+++ EXCERPTED RECORDS

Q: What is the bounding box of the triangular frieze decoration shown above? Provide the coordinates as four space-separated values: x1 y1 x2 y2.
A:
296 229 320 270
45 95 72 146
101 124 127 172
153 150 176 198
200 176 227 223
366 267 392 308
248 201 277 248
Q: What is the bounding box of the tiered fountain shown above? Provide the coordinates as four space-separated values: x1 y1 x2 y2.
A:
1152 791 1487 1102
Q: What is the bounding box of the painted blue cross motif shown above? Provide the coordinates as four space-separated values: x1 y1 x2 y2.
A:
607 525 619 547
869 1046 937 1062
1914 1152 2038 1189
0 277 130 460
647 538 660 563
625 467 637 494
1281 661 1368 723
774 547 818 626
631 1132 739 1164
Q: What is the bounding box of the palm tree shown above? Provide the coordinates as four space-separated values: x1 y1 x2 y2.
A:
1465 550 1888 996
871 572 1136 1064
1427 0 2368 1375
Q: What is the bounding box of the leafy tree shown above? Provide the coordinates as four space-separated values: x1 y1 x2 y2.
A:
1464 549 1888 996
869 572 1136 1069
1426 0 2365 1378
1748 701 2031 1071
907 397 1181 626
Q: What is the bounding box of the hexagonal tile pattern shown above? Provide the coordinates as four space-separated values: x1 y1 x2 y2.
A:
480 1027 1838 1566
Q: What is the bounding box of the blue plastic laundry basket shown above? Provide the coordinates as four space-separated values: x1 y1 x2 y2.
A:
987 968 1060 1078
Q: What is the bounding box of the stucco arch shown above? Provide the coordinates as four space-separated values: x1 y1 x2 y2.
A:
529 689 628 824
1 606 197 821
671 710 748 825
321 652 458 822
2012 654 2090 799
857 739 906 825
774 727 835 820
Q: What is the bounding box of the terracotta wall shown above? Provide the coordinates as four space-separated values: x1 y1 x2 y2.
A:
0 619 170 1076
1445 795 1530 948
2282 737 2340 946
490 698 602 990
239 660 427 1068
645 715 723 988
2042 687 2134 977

++++++

▶ [TASK TO CARRY OUT]: Quote the records from their first line to the line with "Q: What is the bounding box of the painted", inclusive, without adding or dropping anything.

▶ [RESPONSE FOR THIS EXERCISE]:
Q: What is the bounding box of the triangular frieze decoration shown above? Provide the coordinates as four space-separated values: x1 y1 x2 y2.
A:
296 229 320 270
45 95 72 146
101 124 127 172
153 150 176 198
200 176 227 223
366 267 392 308
248 201 277 248
Q: What is the bounding box of the tiered fountain shown above? Provide the coordinates as four space-separated values: x1 y1 x2 y2.
A:
1152 791 1487 1102
Q: What is the bounding box of the painted blue cross motif shown above? Provide the coordinates as four space-separated values: x1 y1 x2 y2.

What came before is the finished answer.